→ AIM
Copy out word for word the lines of the items below, starting with the line that contains "Audit note: mug rim" and going on through the line that contains "[[118, 142, 210, 223]]".

--- Start SUPPLIED MATERIAL ---

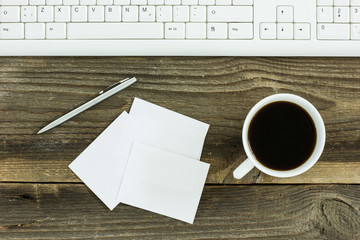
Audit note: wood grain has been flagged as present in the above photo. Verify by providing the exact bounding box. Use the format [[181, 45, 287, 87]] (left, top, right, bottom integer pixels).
[[0, 57, 360, 184], [0, 183, 360, 240]]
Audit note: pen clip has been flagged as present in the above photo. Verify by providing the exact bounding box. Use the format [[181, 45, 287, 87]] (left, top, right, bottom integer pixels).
[[99, 78, 130, 95]]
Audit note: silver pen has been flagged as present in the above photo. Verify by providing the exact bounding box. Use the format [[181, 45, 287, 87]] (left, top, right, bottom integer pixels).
[[37, 77, 136, 134]]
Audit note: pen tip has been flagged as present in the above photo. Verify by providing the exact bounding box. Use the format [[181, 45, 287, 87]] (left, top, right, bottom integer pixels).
[[37, 128, 46, 135]]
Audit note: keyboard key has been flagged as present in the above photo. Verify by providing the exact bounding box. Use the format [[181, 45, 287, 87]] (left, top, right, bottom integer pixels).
[[114, 0, 130, 5], [260, 23, 276, 39], [350, 0, 360, 6], [55, 6, 71, 22], [351, 24, 360, 40], [215, 0, 231, 6], [233, 0, 254, 6], [199, 0, 215, 5], [139, 6, 155, 22], [0, 0, 28, 6], [25, 23, 45, 39], [317, 23, 350, 40], [97, 0, 113, 5], [207, 6, 253, 22], [207, 23, 227, 39], [29, 0, 45, 5], [294, 23, 310, 40], [276, 23, 294, 39], [229, 23, 253, 39], [173, 6, 189, 22], [190, 6, 206, 22], [67, 23, 164, 39], [186, 23, 206, 39], [181, 0, 198, 5], [0, 6, 20, 22], [148, 0, 164, 5], [130, 0, 147, 5], [317, 0, 334, 6], [88, 6, 105, 22], [80, 0, 96, 5], [37, 6, 54, 22], [122, 6, 139, 22], [276, 6, 294, 22], [334, 7, 350, 23], [63, 0, 80, 6], [350, 6, 360, 23], [105, 6, 121, 22], [334, 0, 350, 6], [71, 6, 88, 22], [317, 7, 334, 22], [46, 23, 66, 39], [0, 23, 24, 39], [46, 0, 62, 5], [165, 0, 181, 5], [21, 6, 37, 22], [156, 6, 172, 22], [165, 23, 185, 39]]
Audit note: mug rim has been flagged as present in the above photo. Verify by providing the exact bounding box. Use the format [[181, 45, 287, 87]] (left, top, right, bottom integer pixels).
[[242, 93, 326, 177]]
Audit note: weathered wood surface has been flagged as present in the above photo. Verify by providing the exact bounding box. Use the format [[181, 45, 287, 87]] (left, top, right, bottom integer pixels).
[[0, 183, 360, 240], [0, 57, 360, 183]]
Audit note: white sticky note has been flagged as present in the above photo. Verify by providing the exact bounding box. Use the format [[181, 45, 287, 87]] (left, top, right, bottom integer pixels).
[[129, 98, 209, 160], [119, 143, 210, 223], [69, 112, 132, 210]]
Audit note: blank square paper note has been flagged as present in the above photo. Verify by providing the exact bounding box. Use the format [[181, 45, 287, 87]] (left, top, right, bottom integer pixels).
[[118, 142, 210, 223]]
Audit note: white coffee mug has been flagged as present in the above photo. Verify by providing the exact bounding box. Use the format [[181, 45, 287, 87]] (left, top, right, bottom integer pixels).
[[233, 94, 325, 179]]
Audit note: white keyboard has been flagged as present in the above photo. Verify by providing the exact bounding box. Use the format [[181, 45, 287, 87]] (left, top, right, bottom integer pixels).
[[0, 0, 360, 56]]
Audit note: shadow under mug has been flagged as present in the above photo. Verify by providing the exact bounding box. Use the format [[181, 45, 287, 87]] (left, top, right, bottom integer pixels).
[[233, 93, 325, 179]]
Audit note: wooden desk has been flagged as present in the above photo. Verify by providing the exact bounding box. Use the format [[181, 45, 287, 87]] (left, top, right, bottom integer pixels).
[[0, 57, 360, 240]]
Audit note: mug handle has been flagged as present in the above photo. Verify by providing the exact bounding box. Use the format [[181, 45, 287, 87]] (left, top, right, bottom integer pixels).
[[233, 158, 255, 179]]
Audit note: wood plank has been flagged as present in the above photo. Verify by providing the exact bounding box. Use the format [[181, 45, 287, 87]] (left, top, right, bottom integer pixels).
[[0, 183, 360, 240], [0, 57, 360, 184]]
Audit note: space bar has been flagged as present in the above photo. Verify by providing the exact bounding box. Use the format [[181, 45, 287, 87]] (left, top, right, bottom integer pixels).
[[67, 23, 164, 39]]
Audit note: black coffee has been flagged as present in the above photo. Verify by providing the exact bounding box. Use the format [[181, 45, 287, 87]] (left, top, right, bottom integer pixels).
[[248, 101, 316, 171]]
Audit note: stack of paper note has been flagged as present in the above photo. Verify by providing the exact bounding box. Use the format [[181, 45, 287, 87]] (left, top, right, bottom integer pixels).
[[69, 98, 209, 223]]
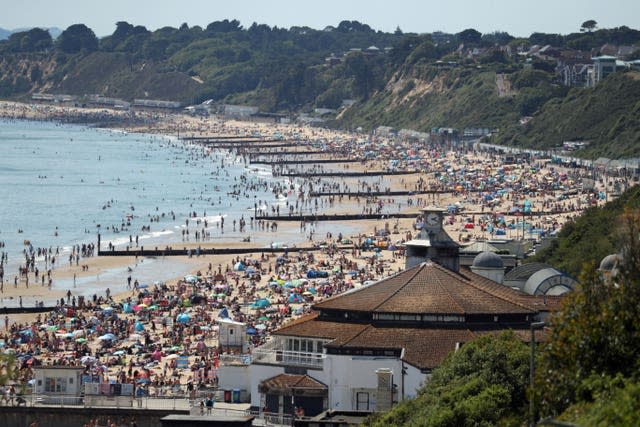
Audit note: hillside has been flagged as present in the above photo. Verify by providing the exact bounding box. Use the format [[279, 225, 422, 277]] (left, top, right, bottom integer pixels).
[[339, 64, 559, 131], [527, 185, 640, 277], [494, 71, 640, 158], [0, 20, 640, 158]]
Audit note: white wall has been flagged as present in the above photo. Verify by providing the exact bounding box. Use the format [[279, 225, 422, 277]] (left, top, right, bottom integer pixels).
[[249, 364, 284, 408], [398, 363, 431, 399], [34, 369, 80, 396], [218, 365, 251, 398], [325, 355, 401, 411]]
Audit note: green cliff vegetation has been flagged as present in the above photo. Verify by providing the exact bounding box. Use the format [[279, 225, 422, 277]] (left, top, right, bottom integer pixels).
[[0, 19, 640, 158], [365, 331, 529, 427], [365, 209, 640, 427], [527, 186, 640, 277], [495, 71, 640, 158]]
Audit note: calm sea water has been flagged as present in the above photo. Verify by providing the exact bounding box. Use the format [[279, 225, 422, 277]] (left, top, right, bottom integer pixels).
[[0, 117, 324, 304]]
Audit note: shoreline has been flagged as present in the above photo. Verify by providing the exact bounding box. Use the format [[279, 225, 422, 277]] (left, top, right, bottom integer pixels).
[[0, 101, 608, 324]]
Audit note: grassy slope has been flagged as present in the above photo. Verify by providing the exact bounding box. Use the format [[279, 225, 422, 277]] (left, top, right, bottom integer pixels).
[[495, 72, 640, 158], [528, 186, 640, 277]]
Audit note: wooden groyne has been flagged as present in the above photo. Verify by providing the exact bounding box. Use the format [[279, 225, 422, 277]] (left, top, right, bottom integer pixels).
[[0, 306, 58, 314], [244, 147, 334, 160], [310, 188, 484, 197], [255, 212, 421, 222], [255, 210, 570, 222], [274, 170, 422, 178], [98, 246, 350, 258], [249, 159, 361, 165], [180, 135, 272, 142], [207, 143, 304, 153]]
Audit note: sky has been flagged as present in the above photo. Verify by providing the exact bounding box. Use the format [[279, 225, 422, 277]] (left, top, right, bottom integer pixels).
[[0, 0, 640, 37]]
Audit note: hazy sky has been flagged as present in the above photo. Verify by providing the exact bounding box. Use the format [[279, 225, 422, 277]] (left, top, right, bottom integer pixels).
[[0, 0, 640, 37]]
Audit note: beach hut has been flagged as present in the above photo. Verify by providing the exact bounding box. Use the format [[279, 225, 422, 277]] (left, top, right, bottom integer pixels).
[[252, 298, 271, 308], [176, 313, 191, 323]]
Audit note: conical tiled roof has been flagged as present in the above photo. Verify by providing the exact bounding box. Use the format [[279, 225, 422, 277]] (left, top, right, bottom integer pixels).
[[314, 262, 536, 315]]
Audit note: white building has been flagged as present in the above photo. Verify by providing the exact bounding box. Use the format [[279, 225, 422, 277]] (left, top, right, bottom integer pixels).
[[33, 366, 84, 405], [225, 210, 558, 416]]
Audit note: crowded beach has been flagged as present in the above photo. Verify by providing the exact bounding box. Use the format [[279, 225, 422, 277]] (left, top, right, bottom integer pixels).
[[0, 102, 626, 414]]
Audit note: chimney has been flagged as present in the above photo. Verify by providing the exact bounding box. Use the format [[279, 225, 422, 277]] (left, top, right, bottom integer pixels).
[[376, 368, 393, 412]]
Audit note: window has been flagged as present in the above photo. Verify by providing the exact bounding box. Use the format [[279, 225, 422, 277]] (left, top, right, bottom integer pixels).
[[44, 378, 67, 393], [356, 392, 369, 411]]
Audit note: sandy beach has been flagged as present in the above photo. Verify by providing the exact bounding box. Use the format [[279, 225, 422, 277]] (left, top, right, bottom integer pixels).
[[0, 102, 602, 418]]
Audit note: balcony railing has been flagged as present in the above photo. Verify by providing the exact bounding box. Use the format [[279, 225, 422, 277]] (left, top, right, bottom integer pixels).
[[252, 343, 325, 368]]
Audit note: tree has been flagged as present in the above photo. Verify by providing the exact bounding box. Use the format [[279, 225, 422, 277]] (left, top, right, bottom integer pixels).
[[8, 28, 53, 52], [537, 210, 640, 415], [456, 28, 482, 44], [0, 354, 18, 386], [580, 19, 598, 33], [56, 24, 98, 53], [365, 331, 530, 427]]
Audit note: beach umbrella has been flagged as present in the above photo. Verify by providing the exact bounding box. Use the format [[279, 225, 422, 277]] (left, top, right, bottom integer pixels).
[[98, 334, 116, 341], [80, 356, 97, 365], [253, 298, 271, 308], [176, 313, 191, 323]]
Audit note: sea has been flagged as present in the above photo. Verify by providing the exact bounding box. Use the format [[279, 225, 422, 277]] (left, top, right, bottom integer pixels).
[[0, 120, 360, 306]]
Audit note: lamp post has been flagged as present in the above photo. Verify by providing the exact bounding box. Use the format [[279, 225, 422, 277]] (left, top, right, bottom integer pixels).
[[529, 322, 545, 427]]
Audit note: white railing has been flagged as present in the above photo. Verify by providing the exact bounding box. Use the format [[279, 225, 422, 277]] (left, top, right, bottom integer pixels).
[[252, 344, 325, 368]]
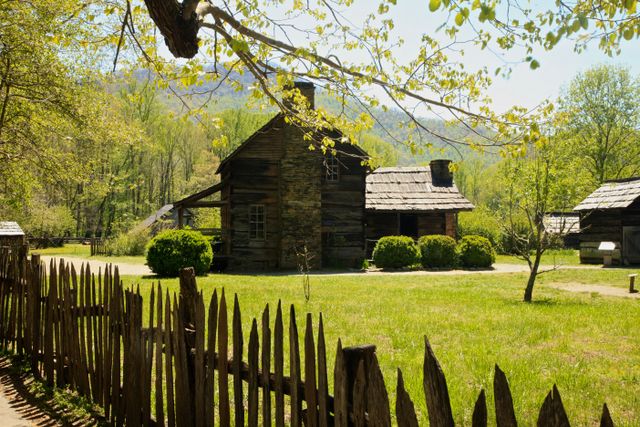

--- End SUPPLIED MATERIAL ---

→ TASK RESULT
Audit note: mug rim has been flagged as present in the above photo. Verify by providing the exact bounding box. Use the format [[181, 45, 287, 87]] (left, top, right, bottom integer pixels).
[[242, 93, 326, 177]]
Audit note: weathered wood surface has been flagged as present in the above photo. Verify by providing the exact bounding box. Use the format [[181, 45, 287, 87]] (left, top, right, bottom integer pixels).
[[0, 183, 360, 240], [0, 57, 360, 183]]
Audit note: white sticky note has been flagged as present in the above photo. Verify by providing the exact bounding box. Use the format [[181, 45, 287, 87]] (left, top, right, bottom integer pixels).
[[129, 98, 209, 160], [119, 143, 210, 223], [69, 112, 132, 210]]
Audit note: blank square paper note has been flagged as present in the above photo. Verify by providing the exact bounding box. Use the format [[181, 45, 287, 87]] (left, top, right, bottom integer pixels).
[[118, 142, 210, 223]]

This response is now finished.